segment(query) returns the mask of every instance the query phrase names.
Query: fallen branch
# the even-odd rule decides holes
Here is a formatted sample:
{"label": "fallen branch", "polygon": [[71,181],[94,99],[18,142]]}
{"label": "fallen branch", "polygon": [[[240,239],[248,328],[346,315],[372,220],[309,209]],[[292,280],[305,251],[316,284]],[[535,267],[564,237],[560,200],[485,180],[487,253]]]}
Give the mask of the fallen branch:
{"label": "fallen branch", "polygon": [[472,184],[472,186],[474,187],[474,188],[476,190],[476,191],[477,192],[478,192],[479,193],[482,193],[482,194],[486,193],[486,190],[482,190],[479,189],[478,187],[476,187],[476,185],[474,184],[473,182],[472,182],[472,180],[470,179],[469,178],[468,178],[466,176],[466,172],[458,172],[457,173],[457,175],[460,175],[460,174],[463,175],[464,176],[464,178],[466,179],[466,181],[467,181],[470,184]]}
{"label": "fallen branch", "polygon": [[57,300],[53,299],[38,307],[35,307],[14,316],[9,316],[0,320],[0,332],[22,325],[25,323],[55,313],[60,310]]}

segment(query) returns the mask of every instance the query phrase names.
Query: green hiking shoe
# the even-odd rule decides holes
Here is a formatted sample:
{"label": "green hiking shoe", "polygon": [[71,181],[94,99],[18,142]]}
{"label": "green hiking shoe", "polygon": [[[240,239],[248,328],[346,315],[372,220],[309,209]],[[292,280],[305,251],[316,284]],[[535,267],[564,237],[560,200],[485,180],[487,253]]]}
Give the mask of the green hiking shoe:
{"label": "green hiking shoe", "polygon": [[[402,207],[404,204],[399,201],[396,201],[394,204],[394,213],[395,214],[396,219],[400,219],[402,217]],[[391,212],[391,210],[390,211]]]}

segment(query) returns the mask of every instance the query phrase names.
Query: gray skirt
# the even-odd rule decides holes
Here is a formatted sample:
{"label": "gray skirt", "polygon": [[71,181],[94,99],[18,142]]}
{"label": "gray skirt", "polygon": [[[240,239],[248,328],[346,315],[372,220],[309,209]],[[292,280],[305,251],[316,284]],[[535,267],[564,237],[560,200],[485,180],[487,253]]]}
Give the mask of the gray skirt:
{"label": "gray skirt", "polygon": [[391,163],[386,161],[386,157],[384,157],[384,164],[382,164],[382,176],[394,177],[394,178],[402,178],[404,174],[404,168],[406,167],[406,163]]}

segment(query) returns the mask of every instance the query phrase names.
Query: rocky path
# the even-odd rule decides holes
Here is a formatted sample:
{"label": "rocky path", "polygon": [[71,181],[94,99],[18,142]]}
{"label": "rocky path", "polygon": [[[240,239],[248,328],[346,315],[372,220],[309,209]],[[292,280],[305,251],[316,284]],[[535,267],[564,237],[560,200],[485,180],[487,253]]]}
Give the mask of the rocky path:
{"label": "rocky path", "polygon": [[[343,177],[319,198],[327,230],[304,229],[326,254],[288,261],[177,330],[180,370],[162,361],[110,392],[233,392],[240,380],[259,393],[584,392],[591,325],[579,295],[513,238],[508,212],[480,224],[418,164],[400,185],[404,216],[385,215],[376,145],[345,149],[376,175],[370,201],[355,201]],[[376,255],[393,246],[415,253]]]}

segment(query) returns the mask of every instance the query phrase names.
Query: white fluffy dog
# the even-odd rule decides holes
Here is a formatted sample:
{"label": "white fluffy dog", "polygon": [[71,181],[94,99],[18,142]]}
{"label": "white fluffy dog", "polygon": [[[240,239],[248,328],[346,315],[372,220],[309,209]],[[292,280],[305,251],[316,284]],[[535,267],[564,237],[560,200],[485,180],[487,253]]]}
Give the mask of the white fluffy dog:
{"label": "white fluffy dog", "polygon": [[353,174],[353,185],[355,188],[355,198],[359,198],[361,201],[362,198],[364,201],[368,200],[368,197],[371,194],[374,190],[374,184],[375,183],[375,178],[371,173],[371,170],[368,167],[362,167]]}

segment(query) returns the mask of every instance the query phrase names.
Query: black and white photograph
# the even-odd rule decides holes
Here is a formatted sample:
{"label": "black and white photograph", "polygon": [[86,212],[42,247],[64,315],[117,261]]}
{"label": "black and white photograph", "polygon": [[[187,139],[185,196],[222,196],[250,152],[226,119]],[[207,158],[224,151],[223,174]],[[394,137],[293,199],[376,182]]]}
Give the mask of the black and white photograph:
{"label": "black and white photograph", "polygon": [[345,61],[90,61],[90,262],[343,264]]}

============

Reproduce each of the items above word for word, keeping every line in its original order.

**Written solution**.
segment(query) returns the mask of every instance the query phrase names.
Query: fallen branch
# the even-odd rule decides holes
Here is a formatted sample:
{"label": "fallen branch", "polygon": [[71,181],[94,99],[18,142]]}
{"label": "fallen branch", "polygon": [[[240,239],[248,328],[346,315],[372,220],[309,209]],[[292,280],[305,251],[316,284]],[[535,267],[564,237],[560,200],[485,180],[487,253]]]}
Give the mask of the fallen branch:
{"label": "fallen branch", "polygon": [[472,184],[472,186],[474,187],[474,188],[476,190],[476,191],[477,192],[478,192],[479,193],[482,193],[482,194],[486,193],[486,190],[482,190],[479,189],[478,187],[476,187],[476,185],[474,184],[473,182],[472,182],[472,180],[470,179],[469,178],[468,178],[466,176],[466,172],[458,172],[457,173],[457,175],[460,175],[460,174],[463,175],[464,176],[464,178],[466,179],[466,181],[467,181],[470,184]]}
{"label": "fallen branch", "polygon": [[57,300],[53,299],[38,307],[35,307],[14,316],[9,316],[0,320],[0,332],[22,325],[25,323],[55,313],[60,310]]}

segment(query) returns the mask of every instance the query phrase names.
Query: green hiking shoe
# the even-odd rule decides holes
Here is a formatted sample:
{"label": "green hiking shoe", "polygon": [[71,181],[94,99],[18,142]]}
{"label": "green hiking shoe", "polygon": [[[240,239],[248,328],[346,315],[372,220],[309,209]],[[292,280],[305,251],[316,284]],[[535,267],[564,237],[560,200],[485,180],[487,253]]]}
Give the mask of the green hiking shoe:
{"label": "green hiking shoe", "polygon": [[[402,207],[404,204],[399,201],[396,201],[394,204],[394,213],[395,214],[396,219],[400,219],[402,217]],[[391,212],[391,210],[390,211]]]}

segment(query) returns the mask of every instance the query phrase names.
Query: gray skirt
# the even-odd rule decides holes
Here is a formatted sample:
{"label": "gray skirt", "polygon": [[71,181],[94,99],[18,142]]}
{"label": "gray skirt", "polygon": [[[240,239],[248,328],[346,315],[372,220],[309,209]],[[292,280],[305,251],[316,284]],[[535,267],[564,237],[560,200],[485,180],[487,253]]]}
Give the mask of the gray skirt:
{"label": "gray skirt", "polygon": [[391,163],[386,161],[386,157],[384,157],[384,164],[382,164],[382,176],[394,177],[394,178],[402,178],[404,174],[404,168],[406,167],[406,163]]}

segment(query) returns the mask of every instance the query phrase names.
Query: rocky path
# the even-odd rule decides holes
Here is a formatted sample:
{"label": "rocky path", "polygon": [[71,181],[94,99],[18,142]]}
{"label": "rocky path", "polygon": [[[240,239],[248,328],[346,315],[372,220],[309,209]],[[292,280],[305,251],[316,284]],[[535,267],[564,237],[560,200],[485,180],[487,253]]]}
Give the mask of the rocky path:
{"label": "rocky path", "polygon": [[[343,177],[319,198],[327,230],[304,229],[326,254],[288,261],[177,330],[180,370],[162,361],[110,392],[233,392],[240,380],[259,393],[584,392],[591,325],[579,295],[513,238],[508,212],[480,224],[418,164],[400,185],[404,216],[385,215],[376,145],[345,149],[376,175],[370,201],[355,201]],[[376,255],[393,246],[415,253]]]}

segment(query) returns the mask of every instance the query phrase names.
Query: white fluffy dog
# the even-odd rule decides holes
Here is a formatted sample:
{"label": "white fluffy dog", "polygon": [[71,181],[94,99],[18,142]]}
{"label": "white fluffy dog", "polygon": [[[240,239],[248,328],[346,315],[372,220],[309,209]],[[292,280],[305,251],[316,284]],[[535,267],[564,237],[560,200],[485,180],[487,253]]]}
Give the mask of the white fluffy dog:
{"label": "white fluffy dog", "polygon": [[353,174],[353,185],[355,188],[355,198],[359,198],[361,201],[362,198],[364,201],[368,200],[368,197],[371,194],[374,190],[374,184],[375,183],[375,178],[371,173],[371,170],[368,167],[362,167]]}

segment(query) returns the mask of every instance the query phrase names.
Query: black and white photograph
# the even-odd rule decides holes
Here is a formatted sample:
{"label": "black and white photograph", "polygon": [[86,212],[42,247],[64,315],[117,261]]}
{"label": "black and white photograph", "polygon": [[[187,139],[185,196],[222,196],[250,152],[226,119]],[[207,158],[224,151],[223,174]],[[394,137],[293,199],[376,182]]]}
Give the mask of the black and white photograph:
{"label": "black and white photograph", "polygon": [[345,61],[90,61],[90,262],[343,264]]}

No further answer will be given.